> **Your objective**: The data below must be copied in full and without any change.

Recorded data:
************
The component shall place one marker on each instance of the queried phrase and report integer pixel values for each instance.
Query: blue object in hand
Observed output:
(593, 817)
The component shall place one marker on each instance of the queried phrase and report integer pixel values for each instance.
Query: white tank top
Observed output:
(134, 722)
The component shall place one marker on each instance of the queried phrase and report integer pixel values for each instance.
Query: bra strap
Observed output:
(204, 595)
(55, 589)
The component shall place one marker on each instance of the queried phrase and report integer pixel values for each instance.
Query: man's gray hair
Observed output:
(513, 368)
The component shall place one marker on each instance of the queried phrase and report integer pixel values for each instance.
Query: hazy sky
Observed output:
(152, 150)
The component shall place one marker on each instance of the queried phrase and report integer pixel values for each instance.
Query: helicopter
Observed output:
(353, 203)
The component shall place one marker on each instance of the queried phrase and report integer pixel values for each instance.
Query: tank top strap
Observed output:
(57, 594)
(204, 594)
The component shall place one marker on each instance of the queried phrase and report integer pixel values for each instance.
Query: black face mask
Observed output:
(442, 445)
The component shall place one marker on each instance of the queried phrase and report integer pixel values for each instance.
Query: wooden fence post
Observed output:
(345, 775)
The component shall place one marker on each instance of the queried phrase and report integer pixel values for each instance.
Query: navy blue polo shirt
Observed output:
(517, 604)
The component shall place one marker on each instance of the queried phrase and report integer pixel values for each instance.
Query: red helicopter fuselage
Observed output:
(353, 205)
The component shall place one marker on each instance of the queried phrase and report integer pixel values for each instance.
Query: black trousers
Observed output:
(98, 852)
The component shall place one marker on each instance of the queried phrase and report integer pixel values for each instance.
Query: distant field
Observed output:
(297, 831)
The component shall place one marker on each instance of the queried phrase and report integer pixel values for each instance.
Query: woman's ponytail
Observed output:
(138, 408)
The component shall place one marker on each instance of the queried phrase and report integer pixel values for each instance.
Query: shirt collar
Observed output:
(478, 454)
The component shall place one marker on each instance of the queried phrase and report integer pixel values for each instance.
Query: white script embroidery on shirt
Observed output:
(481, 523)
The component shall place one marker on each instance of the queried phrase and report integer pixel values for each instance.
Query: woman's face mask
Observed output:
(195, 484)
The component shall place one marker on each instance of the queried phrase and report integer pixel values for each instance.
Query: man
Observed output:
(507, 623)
************
> **Exercise answer**:
The component shall place one marker on each instance of the queried phrase and report integer pixel values for each instance.
Query: blue object in hand
Observed output:
(593, 817)
The component shall place one marker on each instance of the queried phrase and report integer pixel values for each instance.
Query: white tank top
Observed output:
(134, 722)
The component shall place one marker on each instance of the queried phrase and report integer pixel values for each instance.
Query: bra strap
Observed output:
(204, 595)
(55, 589)
The component shall place one marker on each instance of the queried phrase and report integer pixel values for each instance.
Query: man's gray hair
Observed output:
(513, 368)
The component shall place one marker on each instance of the queried phrase and report integer pixel values for each instance.
Query: hazy sky
Observed output:
(152, 150)
The component shall place one marker on each instance of the queried phrase and report integer pixel values for each instance.
Query: helicopter
Observed output:
(353, 203)
The component shall place one marker on each instance of the queried phrase and report integer pixel values for each instance.
Query: tank top strap
Observed output:
(57, 594)
(204, 594)
The component shall place one marker on each instance of the queried phrase and report integer pixel values for each instance.
Query: black face mask
Observed output:
(442, 445)
The component shall place one marker on each instance of the queried phrase and report integer pixel values for each instance.
Query: wooden fence post
Observed output:
(345, 775)
The component shall place one marker on each instance of the queried phrase and report integer pixel values for each instance.
Query: navy blue polo shirt
Observed output:
(517, 604)
The component shall place one marker on each instance of the queried phrase and report integer pixel values for each instance.
Query: red helicopter fuselage
Observed output:
(353, 205)
The component shall place one marker on each instance of the queried phrase and report integer pixel values for each instance.
Query: black trousers
Observed output:
(98, 852)
The component shall place one marker on each instance of the queried phrase and report integer pixel values for each instance.
Query: distant field
Observed output:
(297, 831)
The component shall place one marker on each instance of the queried phrase and report integer pixel values for each instance.
Query: woman's ponytail
Observed output:
(138, 408)
The component shall place one marker on each instance of the queried phrase and report integer pixel values for each instance.
Query: shirt collar
Observed output:
(478, 454)
The component shall place one marker on each instance of the queried phrase and report integer pixel values for each instance.
Query: white script embroidery on shirt
Observed output:
(481, 523)
The component shall place one marker on each instance of the queried phrase and report integer pixel values for each instance.
Query: woman's face mask
Observed output:
(195, 484)
The component shall place one marker on each instance of the queried phrase and report integer pixel values for each instance.
Query: man
Observed output:
(507, 623)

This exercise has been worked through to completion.